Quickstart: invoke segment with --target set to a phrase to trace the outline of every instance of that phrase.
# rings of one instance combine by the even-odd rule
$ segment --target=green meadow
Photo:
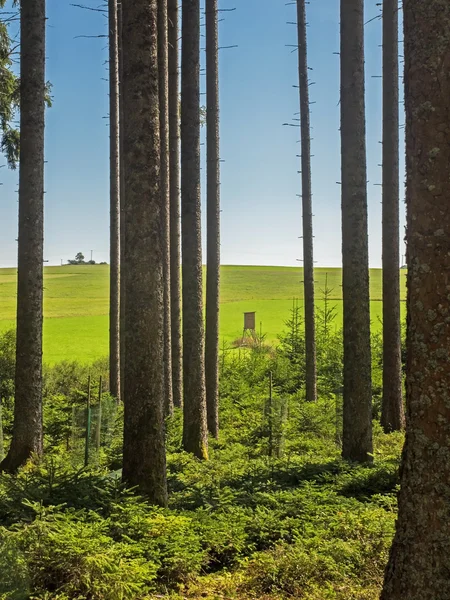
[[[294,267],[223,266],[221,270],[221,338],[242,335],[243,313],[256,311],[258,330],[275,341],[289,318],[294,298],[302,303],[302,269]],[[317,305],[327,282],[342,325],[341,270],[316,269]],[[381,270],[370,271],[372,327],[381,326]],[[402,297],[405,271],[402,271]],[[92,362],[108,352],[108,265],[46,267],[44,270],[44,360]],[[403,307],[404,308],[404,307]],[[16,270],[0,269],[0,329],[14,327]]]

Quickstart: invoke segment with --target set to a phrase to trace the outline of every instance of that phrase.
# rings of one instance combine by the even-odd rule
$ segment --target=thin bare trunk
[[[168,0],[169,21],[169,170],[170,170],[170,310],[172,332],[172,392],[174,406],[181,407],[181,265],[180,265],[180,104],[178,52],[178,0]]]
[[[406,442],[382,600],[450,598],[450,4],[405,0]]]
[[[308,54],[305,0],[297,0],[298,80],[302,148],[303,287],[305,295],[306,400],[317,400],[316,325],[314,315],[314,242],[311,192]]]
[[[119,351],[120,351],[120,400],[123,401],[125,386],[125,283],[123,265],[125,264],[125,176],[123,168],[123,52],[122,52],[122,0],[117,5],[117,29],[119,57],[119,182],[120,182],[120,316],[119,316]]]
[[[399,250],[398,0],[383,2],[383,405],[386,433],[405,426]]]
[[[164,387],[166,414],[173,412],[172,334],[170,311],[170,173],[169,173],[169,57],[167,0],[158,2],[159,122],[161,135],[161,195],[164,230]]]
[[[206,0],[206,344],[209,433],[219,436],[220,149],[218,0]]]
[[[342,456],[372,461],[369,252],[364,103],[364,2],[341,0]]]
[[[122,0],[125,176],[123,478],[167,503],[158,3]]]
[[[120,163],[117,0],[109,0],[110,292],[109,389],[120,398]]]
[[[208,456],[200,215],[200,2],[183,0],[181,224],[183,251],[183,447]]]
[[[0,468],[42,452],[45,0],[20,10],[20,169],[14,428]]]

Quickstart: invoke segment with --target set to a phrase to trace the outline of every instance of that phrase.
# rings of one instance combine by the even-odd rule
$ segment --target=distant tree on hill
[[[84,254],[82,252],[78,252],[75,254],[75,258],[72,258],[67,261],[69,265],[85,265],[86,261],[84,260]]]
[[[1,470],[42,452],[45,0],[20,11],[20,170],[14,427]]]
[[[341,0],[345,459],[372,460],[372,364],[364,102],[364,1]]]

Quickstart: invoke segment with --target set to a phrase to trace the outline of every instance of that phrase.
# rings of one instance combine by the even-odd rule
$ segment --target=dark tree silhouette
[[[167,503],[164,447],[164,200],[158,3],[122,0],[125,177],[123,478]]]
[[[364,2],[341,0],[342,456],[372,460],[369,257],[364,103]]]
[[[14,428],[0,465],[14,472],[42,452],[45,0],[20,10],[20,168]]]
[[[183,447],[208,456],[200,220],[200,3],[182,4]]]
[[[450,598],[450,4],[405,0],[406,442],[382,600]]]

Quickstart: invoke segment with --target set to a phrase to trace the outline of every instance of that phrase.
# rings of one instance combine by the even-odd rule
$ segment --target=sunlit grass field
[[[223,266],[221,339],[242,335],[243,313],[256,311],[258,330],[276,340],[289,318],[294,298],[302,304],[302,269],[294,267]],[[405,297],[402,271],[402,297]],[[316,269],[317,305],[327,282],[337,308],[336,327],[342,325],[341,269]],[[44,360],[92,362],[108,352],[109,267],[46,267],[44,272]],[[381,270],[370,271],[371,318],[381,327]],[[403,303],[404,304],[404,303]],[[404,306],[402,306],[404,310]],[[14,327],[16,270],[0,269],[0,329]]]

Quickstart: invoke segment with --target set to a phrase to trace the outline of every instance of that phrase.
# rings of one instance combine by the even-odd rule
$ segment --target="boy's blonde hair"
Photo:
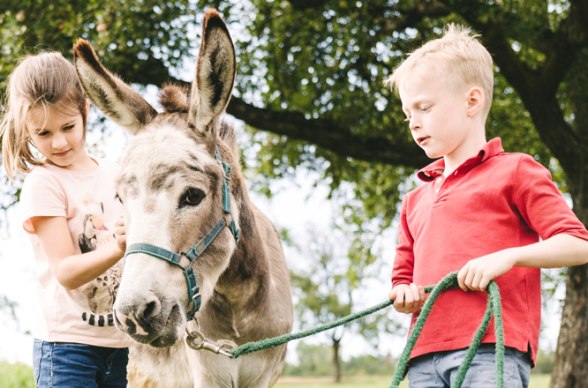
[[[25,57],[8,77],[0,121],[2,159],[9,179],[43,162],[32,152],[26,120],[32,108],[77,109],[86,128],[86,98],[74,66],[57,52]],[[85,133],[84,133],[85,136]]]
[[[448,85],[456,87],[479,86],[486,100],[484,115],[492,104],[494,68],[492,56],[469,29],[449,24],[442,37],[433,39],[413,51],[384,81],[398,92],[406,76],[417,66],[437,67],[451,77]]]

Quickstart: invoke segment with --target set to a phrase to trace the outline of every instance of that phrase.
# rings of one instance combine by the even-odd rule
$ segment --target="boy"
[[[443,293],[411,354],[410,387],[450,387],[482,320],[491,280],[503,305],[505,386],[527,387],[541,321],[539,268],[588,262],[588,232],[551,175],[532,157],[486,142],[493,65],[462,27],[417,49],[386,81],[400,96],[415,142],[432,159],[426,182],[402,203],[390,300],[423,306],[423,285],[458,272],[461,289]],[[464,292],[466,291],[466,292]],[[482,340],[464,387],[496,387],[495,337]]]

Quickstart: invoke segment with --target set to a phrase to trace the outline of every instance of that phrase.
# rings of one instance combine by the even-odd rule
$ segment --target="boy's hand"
---
■ WHAT IS BEING ASKED:
All the lines above should be reproduced exactly, and none of the pictures.

■ RESULT OF THE EXERCISE:
Quickstart: invoke segment with --target set to a phrase to trace the outline of every instance of that phrase.
# rings of one instance combine by the even-odd rule
$ segment --target=green meadow
Photo:
[[[294,267],[223,266],[221,270],[221,338],[242,335],[243,313],[256,311],[258,330],[275,341],[289,318],[294,298],[302,303],[302,269]],[[317,305],[327,282],[342,325],[341,270],[316,269]],[[381,270],[370,271],[372,327],[381,326]],[[402,297],[405,271],[402,271]],[[92,362],[108,352],[108,265],[46,267],[44,270],[44,360]],[[403,307],[404,308],[404,307]],[[16,270],[0,269],[0,329],[14,327]]]

Quickstart: invoke segment with --target set to a phrase to trace the outline of every instance of that phrase.
# rings of one instance combine by the even-odd rule
$ segment --target=thin bare trunk
[[[168,0],[169,21],[169,170],[170,170],[170,310],[172,332],[172,392],[174,406],[181,407],[181,265],[180,265],[180,104],[178,52],[178,0]]]
[[[406,442],[382,600],[450,598],[450,4],[405,0]]]
[[[308,54],[305,0],[297,0],[298,80],[302,148],[303,287],[305,295],[306,400],[317,400],[316,325],[314,315],[314,242],[311,192]]]
[[[119,351],[120,351],[120,400],[123,401],[125,386],[125,283],[123,265],[125,264],[125,176],[123,168],[123,52],[122,52],[122,0],[117,5],[117,29],[119,57],[119,182],[120,182],[120,316],[119,316]]]
[[[399,250],[398,0],[383,2],[383,405],[386,433],[405,426]]]
[[[164,387],[166,414],[173,412],[172,334],[170,311],[170,173],[169,173],[169,57],[167,0],[158,2],[159,122],[161,135],[161,195],[164,230]]]
[[[206,0],[206,344],[209,433],[219,436],[220,149],[218,0]]]
[[[342,456],[372,461],[369,252],[364,103],[364,2],[341,0]]]
[[[122,0],[125,176],[123,478],[167,503],[158,3]]]
[[[120,163],[117,0],[109,0],[110,292],[109,389],[120,398]]]
[[[208,456],[200,215],[200,2],[183,0],[181,224],[183,251],[183,447]]]
[[[0,468],[42,452],[45,0],[20,10],[20,169],[14,428]]]

Quickstart: invoke segment with --target set to a phrase to trace the outline of every instance of that phrase.
# rings of one instance combine by the even-odd rule
$ segment --target=distant tree on hill
[[[84,254],[82,252],[78,252],[75,254],[75,258],[72,258],[67,261],[69,265],[85,265],[86,261],[84,260]]]
[[[1,470],[42,452],[45,0],[20,11],[20,170],[14,427]]]
[[[341,0],[345,459],[372,460],[372,364],[364,102],[364,1]]]

Quickstart: invoke segment with --target set to a phrase to trace the outline of every instance of that phrase.
# rings of one instance combine by the even-odd rule
$ segment --target=dark tree silhouette
[[[167,503],[164,447],[164,200],[158,3],[122,0],[125,177],[123,478]]]
[[[364,2],[341,0],[342,456],[372,460],[369,257],[364,103]]]
[[[14,428],[0,465],[14,472],[42,452],[45,0],[20,10],[20,168]]]
[[[183,447],[208,456],[200,220],[200,3],[182,4]]]
[[[450,598],[450,4],[405,0],[406,442],[382,600]]]

Quickstart: invoke segment with --target set to a phrase to trace the outline of every instance of that phrase.
# rings of one instance combine by the even-odd rule
$ segment --target=sunlit grass field
[[[223,266],[221,339],[242,335],[243,313],[256,311],[258,330],[276,340],[289,318],[294,298],[302,304],[302,269],[294,267]],[[405,297],[402,271],[402,297]],[[316,269],[317,305],[327,282],[337,308],[336,327],[342,325],[341,269]],[[44,360],[92,362],[108,352],[109,267],[46,267],[44,272]],[[381,270],[370,271],[371,318],[381,327]],[[403,303],[404,304],[404,303]],[[404,306],[402,306],[404,310]],[[14,327],[16,270],[0,269],[0,329]]]

Quickstart: invoke segment with --target set to a phrase to trace the outline of every instance of that phrase.
# rings of one instance combine by the even-odd rule
$ segment --target="boy's blonde hair"
Photo:
[[[25,57],[8,77],[0,121],[2,159],[9,179],[43,162],[32,152],[26,120],[32,108],[77,109],[86,128],[86,98],[74,66],[57,52]],[[85,133],[84,133],[85,136]]]
[[[448,85],[456,87],[479,86],[486,100],[484,115],[492,104],[494,68],[492,56],[469,29],[449,24],[442,37],[433,39],[413,51],[384,81],[398,92],[406,76],[417,66],[437,67],[451,77]]]

Quickstart: invoke segment with --target set to a phrase to trace the outline of every instance of that phrase.
# rings of one instance combine by the even-odd rule
$ segment --target="boy"
[[[443,293],[411,354],[410,387],[450,387],[482,320],[491,280],[503,305],[505,386],[527,387],[541,321],[539,268],[588,262],[588,232],[551,175],[532,157],[486,142],[493,65],[462,27],[417,49],[386,81],[400,96],[415,142],[432,159],[426,182],[402,203],[390,300],[423,306],[423,285],[458,272],[461,289]],[[464,292],[466,291],[466,292]],[[482,340],[464,387],[496,387],[495,337]]]

Quickstart: invoke segment with --target set to a phrase to trace the outline of every instance of that phrase.
# rings of one instance combine by the even-odd rule
$ segment --target="boy's hand"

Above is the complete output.